Take the entries below and print all of them exactly, please.

## Extracted records
════════

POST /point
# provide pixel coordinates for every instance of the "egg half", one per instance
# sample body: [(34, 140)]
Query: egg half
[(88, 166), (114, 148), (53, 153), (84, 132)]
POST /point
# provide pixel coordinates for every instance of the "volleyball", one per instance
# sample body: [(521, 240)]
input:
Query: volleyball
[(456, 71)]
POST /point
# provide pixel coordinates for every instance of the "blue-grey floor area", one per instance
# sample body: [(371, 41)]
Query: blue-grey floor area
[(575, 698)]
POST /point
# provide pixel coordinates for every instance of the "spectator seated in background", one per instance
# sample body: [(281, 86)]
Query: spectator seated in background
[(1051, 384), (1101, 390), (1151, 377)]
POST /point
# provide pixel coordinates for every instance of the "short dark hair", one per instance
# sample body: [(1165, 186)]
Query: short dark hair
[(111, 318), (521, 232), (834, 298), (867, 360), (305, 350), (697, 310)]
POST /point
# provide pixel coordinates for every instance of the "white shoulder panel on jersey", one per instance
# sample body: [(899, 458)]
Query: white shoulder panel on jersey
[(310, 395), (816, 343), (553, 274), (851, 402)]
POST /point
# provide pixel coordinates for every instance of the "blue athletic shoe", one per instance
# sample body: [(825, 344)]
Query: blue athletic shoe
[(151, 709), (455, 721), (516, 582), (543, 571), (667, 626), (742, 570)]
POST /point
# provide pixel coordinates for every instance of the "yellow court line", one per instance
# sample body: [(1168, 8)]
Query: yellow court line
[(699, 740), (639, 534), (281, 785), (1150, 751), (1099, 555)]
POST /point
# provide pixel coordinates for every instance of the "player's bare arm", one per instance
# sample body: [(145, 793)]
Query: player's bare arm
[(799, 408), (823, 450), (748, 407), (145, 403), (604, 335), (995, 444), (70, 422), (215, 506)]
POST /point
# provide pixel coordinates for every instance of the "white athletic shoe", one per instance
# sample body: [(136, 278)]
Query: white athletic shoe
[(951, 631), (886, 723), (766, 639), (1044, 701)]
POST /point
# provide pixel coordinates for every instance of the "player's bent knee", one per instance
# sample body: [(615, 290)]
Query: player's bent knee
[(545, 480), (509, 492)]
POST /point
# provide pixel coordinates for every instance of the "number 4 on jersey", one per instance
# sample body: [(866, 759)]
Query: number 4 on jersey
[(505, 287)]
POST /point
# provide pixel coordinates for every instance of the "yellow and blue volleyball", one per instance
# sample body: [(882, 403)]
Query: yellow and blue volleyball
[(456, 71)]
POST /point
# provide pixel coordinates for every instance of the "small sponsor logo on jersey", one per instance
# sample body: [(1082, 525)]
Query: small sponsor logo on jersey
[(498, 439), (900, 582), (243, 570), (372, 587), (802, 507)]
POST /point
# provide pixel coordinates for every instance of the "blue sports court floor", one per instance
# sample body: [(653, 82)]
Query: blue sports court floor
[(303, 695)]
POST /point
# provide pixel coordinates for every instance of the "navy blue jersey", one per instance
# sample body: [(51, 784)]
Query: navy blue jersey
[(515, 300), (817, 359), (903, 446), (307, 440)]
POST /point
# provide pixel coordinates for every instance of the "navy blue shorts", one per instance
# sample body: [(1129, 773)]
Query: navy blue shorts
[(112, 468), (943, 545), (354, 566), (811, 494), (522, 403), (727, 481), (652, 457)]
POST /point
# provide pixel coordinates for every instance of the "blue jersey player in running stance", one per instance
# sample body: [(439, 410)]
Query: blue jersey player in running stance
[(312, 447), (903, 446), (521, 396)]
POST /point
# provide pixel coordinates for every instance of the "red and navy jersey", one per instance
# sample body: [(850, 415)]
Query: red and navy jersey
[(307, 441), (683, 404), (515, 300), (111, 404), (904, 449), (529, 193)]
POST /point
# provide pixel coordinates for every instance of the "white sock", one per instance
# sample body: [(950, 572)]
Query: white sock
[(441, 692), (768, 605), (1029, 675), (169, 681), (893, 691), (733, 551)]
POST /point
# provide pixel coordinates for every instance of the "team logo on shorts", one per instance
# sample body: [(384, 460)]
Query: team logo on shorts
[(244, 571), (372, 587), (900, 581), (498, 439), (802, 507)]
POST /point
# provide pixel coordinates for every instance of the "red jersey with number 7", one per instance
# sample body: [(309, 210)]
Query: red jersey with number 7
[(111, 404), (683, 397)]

════════

## Exercise result
POST /point
# provide pixel coordinates for every instance of the "egg half", one per instance
# sample body: [(34, 140)]
Query: egg half
[(88, 166), (114, 148), (53, 153), (84, 132)]
POST /point
# provide pixel coordinates for every instance of the "volleyball", one per instance
# sample body: [(521, 240)]
input:
Query: volleyball
[(456, 71)]
POST /point
# provide pixel coordinates for every instance of the "blue-grey floor area", one per instance
# sample body: [(371, 41)]
Query: blue-grey floor area
[(575, 698)]
POST /point
# provide pixel coordinates for every instance of the "spectator seated in background", one per instance
# sample body: [(281, 86)]
Query: spectator seated in background
[(1051, 384), (1101, 390), (1151, 377)]
POST /point
# provide pixel coordinates for every instance of the "short dark hair", one per instance
# sample body: [(1165, 186)]
Query: short dark hair
[(111, 318), (521, 232), (834, 298), (867, 360), (305, 350), (697, 310)]
POST /point
# provide pixel coordinates for every instance of the "white shoulder panel on jersey", one per instance
# sample body: [(899, 458)]
Query: white shoulder panel on jersey
[(310, 395), (816, 343), (553, 274), (851, 402)]
POST /point
# provide pixel coordinates for every instance of the "blue athletic shoe", one per instance
# sample body: [(825, 344)]
Query: blue athletic shoe
[(151, 709), (455, 721), (516, 582), (543, 571), (667, 626), (742, 570)]
POST /point
# provide pixel coordinates for every instance of the "yellow court line", one per instance
# sample body: [(1168, 8)]
Query: yellow court line
[(699, 740), (639, 534), (281, 785), (1150, 751), (1099, 555)]
POST /point
# provide pixel coordinates for every instance of the "player's bare arm", one per instance
# sample body: [(145, 793)]
Query: player's bare arm
[(799, 408), (823, 450), (748, 407), (145, 403), (604, 335), (995, 444), (70, 422), (215, 506)]
POST /point
# provide pixel coordinates for every instance of the "white athletic shoe", one per instance
# sample body: [(136, 278)]
Query: white athletic shoe
[(951, 631), (886, 723), (766, 639), (1044, 701)]
POST /point
# provide pixel coordinates for every instance of the "player's bent knee", one per instance
# sample body: [(615, 290)]
Query: player's bent knee
[(545, 480), (509, 492)]
POST /point
# provide pixel coordinates for every instance of the "number 4 on jersey", one per instance
# sample body: [(866, 759)]
Query: number 4 on jersey
[(505, 287)]
POST /point
# provide pixel coordinates for every instance of the "yellow and blue volleyball", one per instance
# sample body: [(882, 403)]
Query: yellow and blue volleyball
[(456, 71)]
POST /point
# provide pixel coordinates for every instance of the "small sponsor logo on jersey", one per instance
# sample body: [(1082, 525)]
Query: small sponsor logo on jersey
[(498, 439), (900, 582), (243, 570), (372, 587), (802, 507)]
POST /point
# provide pixel coordinates for every instance of the "blue sports court floor", one per instance
# sample body: [(653, 82)]
Query: blue sports court floor
[(303, 695)]
POST /point
# provide pixel coordinates for every instance of the "navy blue jersey", one per instance
# sample body: [(51, 784)]
Query: navy blue jersey
[(515, 300), (817, 359), (903, 446), (307, 440)]
POST /point
# provide pixel coordinates for every instance of the "navy blue shorts", one per instance
# sample body: [(1129, 773)]
Query: navy blue shorts
[(112, 468), (943, 545), (354, 566), (811, 494), (522, 403), (727, 481), (652, 457)]
POST /point
# provide pixel coordinates for every instance of the "blue jersey player in running stance", one per instance
# sample body: [(439, 410)]
Query: blue jersey player in running stance
[(312, 447), (903, 446), (521, 396)]
POST /point
# provide pixel coordinates for every instance of the "red and navy jersey", one per instance
# sample body: [(850, 415)]
Query: red and navy jersey
[(307, 441), (683, 404), (515, 300), (111, 404), (904, 449), (529, 193)]
POST /point
# provide pixel coordinates for every instance of the "white sock", one per instance
# sample body: [(950, 572)]
Query: white sock
[(441, 692), (768, 605), (1029, 675), (169, 681), (893, 691), (733, 551)]
POST /point
# provide pixel coordinates for every instance of the "team logo on shorts", one per instance
# sample body: [(384, 460)]
Query: team logo on shorts
[(244, 571), (372, 587), (900, 581), (498, 439), (802, 507)]
POST /point
# provide pixel coordinates for every instance of the "red jersey with number 7", one per instance
# sample body: [(309, 210)]
Query: red jersey with number 7
[(111, 404), (683, 397)]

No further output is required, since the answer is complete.